Evidence of science and scholarship suggest that there are no remains of pre-Homo sapiens in the Americas. Who then, were the first Americans, and when did they arrive?

(Photo: Todd Damaino]

Anthropologists and scientists in numerous disciplines generally agree than between 70,000-30,000 years ago, an Ice Age phenomenon appeared that periodically caused sea levels to fall as much as three hundred feet, exposing a land mass of tundra, ice sheets and grass informally termed Beringia.

The Bering Strait today is once more covered with water. In prehistoric times, however, this landmass joined Siberia with Alaska. During periods when glaciating has occurred, sea levels have washed over this natural land bridge, preventing movement between the continents. Geologists believe the bridge appeared first 70,000-30,000 years ago, and then again 25,000-15,000 years ago, when it remained almost continuously open to migration traffic. Since then, it is believed that the land bridge rose above sea level once or twice more between 14,000-10,000 years ago.

[ice sheet.jpg]

Anthropologists contend that ancient people from Asia-probably small hunting bands-were the first to cross the bridge as they pursued Ice Age game that was more abundant in the Americas. Big game hunting bands spread all the way to the Atlantic Coast and as deep as Central and South America where the Maya, Incas, Toltecs, Zapotecs and Aztecs later appeared. Mammoths, mastodons, outsized bison, and other now-extinct mammals were in abundant supply until about 10,000 years ago-the end of the last Ice Age. These ancient people survived mainly by hunting game, fishing and gathering plants, berries and seeds that grew wild.

§ **Parts of the exercise**
a - From the passage on the first Americans, quote word for word the part that opens with the words containing "Anthropologists contend that" and closes with "that grew wild.".
b - Render this sentence from the passage on the first Americans into Spanish: "The Bering Strait today is once more covered with water."
The data records that come next are material separate from the passage.

[Data records]
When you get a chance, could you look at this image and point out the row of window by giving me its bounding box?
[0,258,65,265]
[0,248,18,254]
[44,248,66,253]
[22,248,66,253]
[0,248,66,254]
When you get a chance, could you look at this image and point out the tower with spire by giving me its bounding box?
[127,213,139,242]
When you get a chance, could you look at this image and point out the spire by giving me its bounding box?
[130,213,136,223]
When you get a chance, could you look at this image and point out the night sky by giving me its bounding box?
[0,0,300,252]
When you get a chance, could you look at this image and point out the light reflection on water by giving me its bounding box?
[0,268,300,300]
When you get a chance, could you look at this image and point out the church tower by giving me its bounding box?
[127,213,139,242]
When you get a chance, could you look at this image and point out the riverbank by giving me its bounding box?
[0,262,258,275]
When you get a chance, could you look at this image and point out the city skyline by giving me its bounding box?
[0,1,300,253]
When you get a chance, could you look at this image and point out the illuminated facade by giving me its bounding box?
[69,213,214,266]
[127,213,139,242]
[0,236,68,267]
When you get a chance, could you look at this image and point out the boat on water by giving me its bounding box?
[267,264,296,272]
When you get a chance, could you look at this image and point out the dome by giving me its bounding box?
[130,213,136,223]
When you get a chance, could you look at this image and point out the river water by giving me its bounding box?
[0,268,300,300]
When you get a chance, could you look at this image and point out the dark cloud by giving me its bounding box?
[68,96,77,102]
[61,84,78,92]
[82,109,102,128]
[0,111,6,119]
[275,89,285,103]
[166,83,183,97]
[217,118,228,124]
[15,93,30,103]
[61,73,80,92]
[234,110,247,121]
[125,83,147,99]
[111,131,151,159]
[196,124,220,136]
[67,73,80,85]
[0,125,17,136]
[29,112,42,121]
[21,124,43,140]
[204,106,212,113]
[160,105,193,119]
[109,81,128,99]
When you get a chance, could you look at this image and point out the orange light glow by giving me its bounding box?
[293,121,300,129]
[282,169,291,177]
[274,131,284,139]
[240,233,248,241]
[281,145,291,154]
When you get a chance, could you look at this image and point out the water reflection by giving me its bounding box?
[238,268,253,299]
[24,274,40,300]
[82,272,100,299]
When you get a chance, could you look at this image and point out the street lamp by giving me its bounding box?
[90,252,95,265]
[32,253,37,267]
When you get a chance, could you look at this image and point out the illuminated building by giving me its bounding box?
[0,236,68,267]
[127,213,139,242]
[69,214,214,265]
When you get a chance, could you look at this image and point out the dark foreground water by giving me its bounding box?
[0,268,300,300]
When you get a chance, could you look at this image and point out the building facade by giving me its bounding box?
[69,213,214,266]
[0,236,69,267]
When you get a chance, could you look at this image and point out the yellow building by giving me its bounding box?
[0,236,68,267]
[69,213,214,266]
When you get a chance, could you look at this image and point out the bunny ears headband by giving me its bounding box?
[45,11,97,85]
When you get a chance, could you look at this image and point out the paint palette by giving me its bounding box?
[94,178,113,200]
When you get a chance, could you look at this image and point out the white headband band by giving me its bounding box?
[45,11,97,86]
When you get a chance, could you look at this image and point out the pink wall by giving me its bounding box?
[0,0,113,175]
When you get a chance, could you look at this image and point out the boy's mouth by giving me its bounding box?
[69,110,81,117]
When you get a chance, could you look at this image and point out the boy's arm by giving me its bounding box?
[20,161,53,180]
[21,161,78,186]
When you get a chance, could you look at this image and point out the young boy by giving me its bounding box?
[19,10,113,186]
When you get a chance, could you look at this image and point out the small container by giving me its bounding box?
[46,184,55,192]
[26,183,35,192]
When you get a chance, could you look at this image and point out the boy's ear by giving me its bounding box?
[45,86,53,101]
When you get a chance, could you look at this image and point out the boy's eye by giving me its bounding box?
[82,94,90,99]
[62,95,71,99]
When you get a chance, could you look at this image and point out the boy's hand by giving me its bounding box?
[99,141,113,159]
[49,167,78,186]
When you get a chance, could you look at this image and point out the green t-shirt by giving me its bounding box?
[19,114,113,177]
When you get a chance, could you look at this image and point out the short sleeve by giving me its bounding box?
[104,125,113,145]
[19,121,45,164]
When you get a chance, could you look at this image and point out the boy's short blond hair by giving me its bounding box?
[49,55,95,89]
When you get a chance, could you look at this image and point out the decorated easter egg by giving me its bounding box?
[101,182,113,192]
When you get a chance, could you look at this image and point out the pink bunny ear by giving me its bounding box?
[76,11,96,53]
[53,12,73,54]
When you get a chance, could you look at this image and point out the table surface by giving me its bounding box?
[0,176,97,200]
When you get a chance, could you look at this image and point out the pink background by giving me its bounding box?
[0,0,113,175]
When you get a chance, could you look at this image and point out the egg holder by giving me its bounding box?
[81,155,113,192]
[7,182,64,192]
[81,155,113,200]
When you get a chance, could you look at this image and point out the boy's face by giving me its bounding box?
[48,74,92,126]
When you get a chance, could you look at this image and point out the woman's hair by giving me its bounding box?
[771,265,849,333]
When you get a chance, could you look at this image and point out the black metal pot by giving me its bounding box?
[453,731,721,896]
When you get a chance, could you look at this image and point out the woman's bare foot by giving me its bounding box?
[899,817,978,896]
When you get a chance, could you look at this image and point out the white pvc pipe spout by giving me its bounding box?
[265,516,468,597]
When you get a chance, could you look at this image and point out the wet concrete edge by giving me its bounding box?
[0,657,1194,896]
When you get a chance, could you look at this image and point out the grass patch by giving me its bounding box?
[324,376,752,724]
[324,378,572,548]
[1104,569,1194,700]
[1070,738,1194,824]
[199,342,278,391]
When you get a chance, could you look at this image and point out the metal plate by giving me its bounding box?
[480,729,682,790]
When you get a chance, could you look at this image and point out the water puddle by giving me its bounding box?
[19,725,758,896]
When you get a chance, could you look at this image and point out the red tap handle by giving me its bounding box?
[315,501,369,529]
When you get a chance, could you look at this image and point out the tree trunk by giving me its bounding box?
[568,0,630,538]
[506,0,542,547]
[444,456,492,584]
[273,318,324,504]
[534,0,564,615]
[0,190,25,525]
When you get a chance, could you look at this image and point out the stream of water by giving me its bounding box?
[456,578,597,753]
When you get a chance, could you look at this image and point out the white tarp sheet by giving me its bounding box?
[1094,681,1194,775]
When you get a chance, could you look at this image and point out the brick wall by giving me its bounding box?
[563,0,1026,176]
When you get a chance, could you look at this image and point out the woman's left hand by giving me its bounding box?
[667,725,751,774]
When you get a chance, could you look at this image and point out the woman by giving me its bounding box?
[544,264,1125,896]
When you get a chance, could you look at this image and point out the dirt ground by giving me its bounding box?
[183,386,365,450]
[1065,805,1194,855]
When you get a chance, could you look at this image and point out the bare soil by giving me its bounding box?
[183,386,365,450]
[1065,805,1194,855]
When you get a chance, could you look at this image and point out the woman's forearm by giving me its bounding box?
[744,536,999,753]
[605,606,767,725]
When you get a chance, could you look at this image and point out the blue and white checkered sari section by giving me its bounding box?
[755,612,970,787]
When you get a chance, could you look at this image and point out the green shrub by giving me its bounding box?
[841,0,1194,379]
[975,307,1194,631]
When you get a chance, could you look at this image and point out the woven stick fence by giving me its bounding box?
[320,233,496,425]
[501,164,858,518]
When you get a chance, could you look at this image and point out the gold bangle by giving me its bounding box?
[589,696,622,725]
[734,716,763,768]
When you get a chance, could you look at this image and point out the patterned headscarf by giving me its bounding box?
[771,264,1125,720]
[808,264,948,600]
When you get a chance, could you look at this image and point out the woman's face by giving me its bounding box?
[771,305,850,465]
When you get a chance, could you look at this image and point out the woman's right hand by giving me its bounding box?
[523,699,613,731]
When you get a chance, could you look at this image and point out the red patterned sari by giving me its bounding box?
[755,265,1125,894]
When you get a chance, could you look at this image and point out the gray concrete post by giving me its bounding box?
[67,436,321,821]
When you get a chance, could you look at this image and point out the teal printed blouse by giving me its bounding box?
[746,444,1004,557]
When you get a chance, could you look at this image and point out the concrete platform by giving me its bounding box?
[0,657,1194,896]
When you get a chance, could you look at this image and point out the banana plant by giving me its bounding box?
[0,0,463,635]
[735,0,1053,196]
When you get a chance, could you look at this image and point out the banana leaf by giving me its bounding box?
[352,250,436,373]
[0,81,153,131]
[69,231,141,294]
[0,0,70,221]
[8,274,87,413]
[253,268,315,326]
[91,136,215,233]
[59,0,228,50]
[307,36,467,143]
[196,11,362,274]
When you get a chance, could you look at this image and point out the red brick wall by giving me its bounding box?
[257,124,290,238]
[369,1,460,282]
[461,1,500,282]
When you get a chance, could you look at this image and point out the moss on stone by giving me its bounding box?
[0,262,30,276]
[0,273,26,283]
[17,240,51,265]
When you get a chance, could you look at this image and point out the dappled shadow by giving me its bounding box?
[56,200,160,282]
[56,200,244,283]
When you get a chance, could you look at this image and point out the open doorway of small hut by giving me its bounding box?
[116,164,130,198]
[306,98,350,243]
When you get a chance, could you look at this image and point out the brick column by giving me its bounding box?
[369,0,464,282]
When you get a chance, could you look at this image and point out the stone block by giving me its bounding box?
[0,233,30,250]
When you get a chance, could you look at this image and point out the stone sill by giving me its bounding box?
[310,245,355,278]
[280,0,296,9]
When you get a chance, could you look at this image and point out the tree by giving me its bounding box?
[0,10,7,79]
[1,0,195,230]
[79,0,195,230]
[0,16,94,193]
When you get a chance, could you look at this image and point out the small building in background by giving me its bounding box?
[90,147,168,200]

§ **Correct answers**
a -
Anthropologists contend that ancient people from Asia-probably small hunting bands-were the first to cross the bridge as they pursued Ice Age game that was more abundant in the Americas. Big game hunting bands spread all the way to the Atlantic Coast and as deep as Central and South America where the Maya, Incas, Toltecs, Zapotecs and Aztecs later appeared. Mammoths, mastodons, outsized bison, and other now-extinct mammals were in abundant supply until about 10,000 years ago-the end of the last Ice Age. These ancient people survived mainly by hunting game, fishing and gathering plants, berries and seeds that grew wild.

b - Hoy el estrecho de Bering vuelve a estar cubierto de agua.